Effects on Dopaminergic Neurons Are Secondary in COX-Deficient Locomotor Dysfunction in Drosophila
Cagri Yalgin,
Bohdana Rovenko,
Ana Andjelković,
Margot Neefjes,
Burak Oymak,
Eric Dufour,
Ville Hietakangas,
Howard T. Jacobs
Affiliations
Cagri Yalgin
Faculty of Medicine and Health Technology, FI-33014 Tampere University, Finland; Institute of Biotechnology, FI-00014 University of Helsinki, Finland
Bohdana Rovenko
Institute of Biotechnology, FI-00014 University of Helsinki, Finland; Faculty of Biological and Environmental Sciences, FI-00014 University of Helsinki, Finland
Ana Andjelković
Faculty of Medicine and Health Technology, FI-33014 Tampere University, Finland
Margot Neefjes
Faculty of Medicine and Health Technology, FI-33014 Tampere University, Finland; Institute of Biotechnology, FI-00014 University of Helsinki, Finland
Burak Oymak
Institute of Biotechnology, FI-00014 University of Helsinki, Finland
Eric Dufour
Faculty of Medicine and Health Technology, FI-33014 Tampere University, Finland
Ville Hietakangas
Institute of Biotechnology, FI-00014 University of Helsinki, Finland; Faculty of Biological and Environmental Sciences, FI-00014 University of Helsinki, Finland
Howard T. Jacobs
Faculty of Medicine and Health Technology, FI-33014 Tampere University, Finland; Corresponding author
Summary: Dopaminergic (DA) neurons have been implicated as key targets in neurological disorders, notably those involving locomotor impairment, and are considered to be highly vulnerable to mitochondrial dysfunction, a common feature of such diseases. Here we investigated a Drosophila model of locomotor disorders in which functional impairment is brought about by pan-neuronal RNAi knockdown of subunit COX7A of cytochrome oxidase (COX). Despite minimal neuronal loss by apoptosis, the expression and activity of tyrosine hydroxylase was decreased by half. Surprisingly, COX7A knockdown specifically targeted to DA neurons did not produce locomotor defect. Instead, using various drivers, we found that COX7A knockdown in specific groups of cholinergic and glutamatergic neurons underlay the phenotype. Based on our main finding, the vulnerability of DA neurons to mitochondrial dysfunction as a cause of impaired locomotion in other organisms, including mammals, warrants detailed investigation.

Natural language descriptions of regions
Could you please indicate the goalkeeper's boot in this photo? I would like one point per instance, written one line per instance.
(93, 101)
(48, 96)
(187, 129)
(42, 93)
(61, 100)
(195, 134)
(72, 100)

**About this task:**
Condense the paragraph beginning "Summary: Dopaminergic (DA) neurons" in the Drosophila locomotor study into a short bulleted list that keeps its main facts.

**Finished exercise:**
- Dopaminergic (DA) neurons are implicated in neurological disorders involving locomotor impairment and are considered highly vulnerable to mitochondrial dysfunction.
- The model studied is Drosophila with pan-neuronal RNAi knockdown of COX7A, a subunit of cytochrome oxidase (COX), which impairs locomotion.
- Neuronal loss by apoptosis was minimal, but tyrosine hydroxylase expression and activity dropped by half.
- Knocking down COX7A only in DA neurons did not cause a locomotor defect.
- The phenotype came from COX7A knockdown in specific groups of cholinergic and glutamatergic neurons.
- Whether DA neuron vulnerability to mitochondrial dysfunction causes impaired locomotion in other organisms, including mammals, warrants detailed investigation.